TEKS SUMBER:
Dalam satu malam yang sepi di pesantren kecil di Tlahab Kendal, dulu saya sering mendengar seorang kiai tua membaca Al-Jurumiyah. Suaranya lirih tetapi tegas, seperti memanggil sesuatu yang tak terlihat. “Utawi isim iku,” ucapnya sambil menunjuk satu baris dalam kitab kuning. Tak ada mikrofon, tak ada LCD proyektor. Tetapi kalimat itu telah berusia ratusan tahun dan masih sanggup menggetarkan.
Bahasa Arab kitab yang dibaca itu, kita tahu, tanpa harakat. Tetapi suara sang kiai menambal kekosongan itu dengan makna gandul: coretan kecil di atas atau di bawah kata, ditulis dalam bahasa Jawa. Di atas kata "isim", tercatat huruf mim kecil. Dan di atas kata "fi’il", kadang tampak tanda fa’ atau nun. Ini bukan sekadar metode membaca. Ini adalah tafsir dalam bentuk bahasa.
Bahasa Jawa di pesantren tidak hadir dalam bentuknya yang umum. Ia bukan bahasa obrolan warung, bukan pula bahasa panggung hiburan. Ia hadir sebagai bahasa pengurai: menjelaskan maf’ul bih, fa’il, na’at, mudhaf ilaih dengan keheningan dan ketelitian. Dalam pelajaran nahwu dan sharaf, kalimat Arab tak sekadar diterjemah menjadi "kata benda" atau "kata kerja". Tetapi menjadi “utawi”, “iku”, “kang”, “sing tumrap”, “amarga saka”, “kanggo”; kata-kata yang, entah bagaimana, terasa lebih cocok di telinga santri daripada padanannya dalam bahasa Indonesia.
Coba terjemahkan kata utawi. Kamus Jawa-Indonesia akan kesulitan. Ia bisa berarti "yaitu", "yakni", "adalah", tetapi tak satu pun cukup tepat. Apalagi diterjemahkan menjadi “atau”. Utawi bukan sekadar penjelasan, ia adalah pintu masuk. Sebuah pengantar yang melunak, yang mengajak, bukan memaksa. Dan iku, yang sering diberi tanda kho’ di atasnya, bukan sekadar kata ganti benda. Dalam tradisi pesantren, ia bisa menjadi subjek, predikat, sekaligus konklusi.

Baris penunjukan objek bernama
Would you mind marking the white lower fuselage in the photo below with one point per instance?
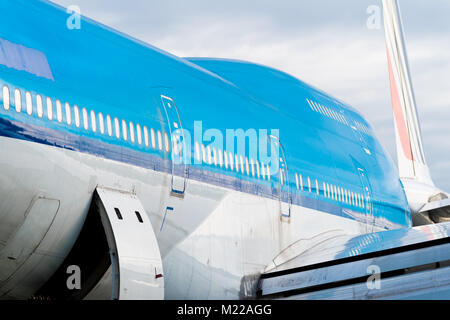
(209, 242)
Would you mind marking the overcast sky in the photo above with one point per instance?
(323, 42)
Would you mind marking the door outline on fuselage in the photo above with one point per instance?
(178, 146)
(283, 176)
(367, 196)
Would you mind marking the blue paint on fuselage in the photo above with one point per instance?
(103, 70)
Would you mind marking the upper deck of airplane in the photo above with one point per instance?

PETUNJUK:
Perbarui bagian teks tentang pengajian kitab di pesantren, mulai dari "Bahasa Arab kitab" terus ke bawah sampai "dalam bentuk bahasa.", dengan mengganti "sang kiai" menjadi "sang ustaz", lalu tuliskan bagian itu kembali.

JAWABAN LATIHAN:
Bahasa Arab kitab yang dibaca itu, kita tahu, tanpa harakat. Tetapi suara sang ustaz menambal kekosongan itu dengan makna gandul: coretan kecil di atas atau di bawah kata, ditulis dalam bahasa Jawa. Di atas kata "isim", tercatat huruf mim kecil. Dan di atas kata "fi’il", kadang tampak tanda fa’ atau nun. Ini bukan sekadar metode membaca. Ini adalah tafsir dalam bentuk bahasa.